→ **EXTRACT TO READ**:
####

I want to ask about the values that are driving-

PRIME MINISTER:

I'm surprised you are challenging me this on the ABC but there it is!

LEIGH SALES:

I want to-

PRIME MINISTER:

I don't think your heart's in it, actually, Leigh. I think you agree with me.

LEIGH SALES:

I want to look at your personal values that are driving your choice of policy.

PRIME MINISTER:

Sure. Yep.

LEIGH SALES:

Before you became Prime Minister, your image was that your values put you in the small ‘L’ liberal tradition of Alfred Deakin and Malcolm Fraser. Can you today name one policy position that you hold that aligns with that tradition rather than the conservative wing of your party?

PRIME MINISTER:

My values are the same as they have always been. When I was-

LEIGH SALES:

Can you address the question which is policy?

PRIME MINISTER:

My policies, all of them, are about giving people greater freedom, greater opportunities to develop and grow-

LEIGH SALES:

Are any of those at odds with the conservative wing of your party? Because they used to be, for example, on climate change.

####

→ **DATA LISTING**:
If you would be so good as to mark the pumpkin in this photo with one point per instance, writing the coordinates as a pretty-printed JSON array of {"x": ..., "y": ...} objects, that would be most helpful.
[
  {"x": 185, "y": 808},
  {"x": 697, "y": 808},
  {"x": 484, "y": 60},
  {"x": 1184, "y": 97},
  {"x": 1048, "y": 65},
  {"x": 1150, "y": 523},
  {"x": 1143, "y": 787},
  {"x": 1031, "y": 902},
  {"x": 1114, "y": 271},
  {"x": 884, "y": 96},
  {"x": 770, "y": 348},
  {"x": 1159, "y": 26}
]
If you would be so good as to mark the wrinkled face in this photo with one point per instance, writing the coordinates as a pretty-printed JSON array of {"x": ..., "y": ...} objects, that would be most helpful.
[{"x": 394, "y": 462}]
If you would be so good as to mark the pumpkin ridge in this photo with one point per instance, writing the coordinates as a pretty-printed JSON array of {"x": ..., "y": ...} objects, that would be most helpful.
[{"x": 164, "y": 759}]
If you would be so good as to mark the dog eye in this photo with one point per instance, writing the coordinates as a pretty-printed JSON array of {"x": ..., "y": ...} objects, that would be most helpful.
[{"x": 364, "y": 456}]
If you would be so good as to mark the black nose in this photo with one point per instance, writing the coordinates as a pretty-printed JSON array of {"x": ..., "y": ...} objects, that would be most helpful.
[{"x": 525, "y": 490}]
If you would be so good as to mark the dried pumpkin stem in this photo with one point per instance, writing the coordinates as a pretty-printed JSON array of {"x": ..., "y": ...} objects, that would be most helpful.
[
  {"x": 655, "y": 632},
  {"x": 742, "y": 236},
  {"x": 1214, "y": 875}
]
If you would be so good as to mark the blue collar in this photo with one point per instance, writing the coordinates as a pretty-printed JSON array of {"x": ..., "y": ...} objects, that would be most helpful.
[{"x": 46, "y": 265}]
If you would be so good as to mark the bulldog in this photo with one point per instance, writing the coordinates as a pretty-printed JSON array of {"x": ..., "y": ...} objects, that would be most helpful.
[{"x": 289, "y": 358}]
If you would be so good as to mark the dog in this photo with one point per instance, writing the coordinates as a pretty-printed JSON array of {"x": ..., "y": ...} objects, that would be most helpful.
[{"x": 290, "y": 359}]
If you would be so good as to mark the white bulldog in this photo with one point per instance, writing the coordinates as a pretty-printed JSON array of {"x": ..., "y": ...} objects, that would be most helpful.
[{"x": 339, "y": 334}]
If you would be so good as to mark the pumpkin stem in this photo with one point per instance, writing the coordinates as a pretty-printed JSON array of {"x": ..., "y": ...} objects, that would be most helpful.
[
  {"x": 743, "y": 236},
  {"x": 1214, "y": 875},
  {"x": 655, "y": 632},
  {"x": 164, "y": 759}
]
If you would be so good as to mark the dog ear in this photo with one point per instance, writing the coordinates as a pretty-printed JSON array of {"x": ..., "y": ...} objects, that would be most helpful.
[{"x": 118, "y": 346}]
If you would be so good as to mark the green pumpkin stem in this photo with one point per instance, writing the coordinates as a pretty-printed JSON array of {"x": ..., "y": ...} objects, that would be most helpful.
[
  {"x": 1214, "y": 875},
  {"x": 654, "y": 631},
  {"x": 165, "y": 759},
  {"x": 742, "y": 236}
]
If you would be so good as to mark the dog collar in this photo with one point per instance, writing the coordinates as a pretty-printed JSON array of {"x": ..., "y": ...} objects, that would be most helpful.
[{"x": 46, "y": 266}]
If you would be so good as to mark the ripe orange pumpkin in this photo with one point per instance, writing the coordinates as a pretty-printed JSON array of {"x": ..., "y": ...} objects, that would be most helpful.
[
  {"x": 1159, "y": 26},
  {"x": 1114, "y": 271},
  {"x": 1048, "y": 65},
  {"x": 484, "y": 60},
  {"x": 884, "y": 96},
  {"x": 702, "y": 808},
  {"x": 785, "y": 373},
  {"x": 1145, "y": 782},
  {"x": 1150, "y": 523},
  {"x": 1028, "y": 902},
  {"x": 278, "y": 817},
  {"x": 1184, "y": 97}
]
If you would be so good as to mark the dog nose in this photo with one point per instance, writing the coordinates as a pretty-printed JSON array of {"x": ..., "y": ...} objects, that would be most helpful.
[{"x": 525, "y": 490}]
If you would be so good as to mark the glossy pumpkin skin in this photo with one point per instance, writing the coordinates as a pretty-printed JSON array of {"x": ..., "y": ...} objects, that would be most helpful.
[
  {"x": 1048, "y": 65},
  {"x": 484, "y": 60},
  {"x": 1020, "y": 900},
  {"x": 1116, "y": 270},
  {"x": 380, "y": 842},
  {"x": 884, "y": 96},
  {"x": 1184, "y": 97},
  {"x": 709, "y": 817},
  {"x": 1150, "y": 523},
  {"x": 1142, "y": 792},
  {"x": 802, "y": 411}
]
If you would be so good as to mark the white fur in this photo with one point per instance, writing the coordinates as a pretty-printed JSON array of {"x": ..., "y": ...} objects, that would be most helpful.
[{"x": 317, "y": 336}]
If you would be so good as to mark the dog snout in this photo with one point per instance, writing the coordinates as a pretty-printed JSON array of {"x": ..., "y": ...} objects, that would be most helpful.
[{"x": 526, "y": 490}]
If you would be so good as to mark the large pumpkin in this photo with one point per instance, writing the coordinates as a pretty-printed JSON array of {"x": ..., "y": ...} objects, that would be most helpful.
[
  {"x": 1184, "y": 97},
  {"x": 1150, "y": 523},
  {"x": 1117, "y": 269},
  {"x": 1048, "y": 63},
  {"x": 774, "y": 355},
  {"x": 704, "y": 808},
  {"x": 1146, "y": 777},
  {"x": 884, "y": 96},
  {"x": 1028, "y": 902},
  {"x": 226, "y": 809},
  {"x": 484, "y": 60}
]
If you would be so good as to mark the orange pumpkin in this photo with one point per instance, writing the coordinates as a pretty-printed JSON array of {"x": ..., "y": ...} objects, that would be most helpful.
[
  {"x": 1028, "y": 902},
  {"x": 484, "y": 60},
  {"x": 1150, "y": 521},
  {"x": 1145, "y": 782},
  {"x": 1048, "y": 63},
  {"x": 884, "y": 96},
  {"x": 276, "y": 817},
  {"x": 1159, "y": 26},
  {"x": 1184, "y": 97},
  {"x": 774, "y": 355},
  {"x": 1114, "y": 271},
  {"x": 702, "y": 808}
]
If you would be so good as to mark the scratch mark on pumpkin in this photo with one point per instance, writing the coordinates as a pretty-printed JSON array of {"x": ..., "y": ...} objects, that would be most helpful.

####

→ **TASK PROMPT**:
Please return the interview transcript in full, word for word.

→ **OUTPUT OF THE TASK**:
I want to ask about the values that are driving-

PRIME MINISTER:

I'm surprised you are challenging me this on the ABC but there it is!

LEIGH SALES:

I want to-

PRIME MINISTER:

I don't think your heart's in it, actually, Leigh. I think you agree with me.

LEIGH SALES:

I want to look at your personal values that are driving your choice of policy.

PRIME MINISTER:

Sure. Yep.

LEIGH SALES:

Before you became Prime Minister, your image was that your values put you in the small ‘L’ liberal tradition of Alfred Deakin and Malcolm Fraser. Can you today name one policy position that you hold that aligns with that tradition rather than the conservative wing of your party?

PRIME MINISTER:

My values are the same as they have always been. When I was-

LEIGH SALES:

Can you address the question which is policy?

PRIME MINISTER:

My policies, all of them, are about giving people greater freedom, greater opportunities to develop and grow-

LEIGH SALES:

Are any of those at odds with the conservative wing of your party? Because they used to be, for example, on climate change.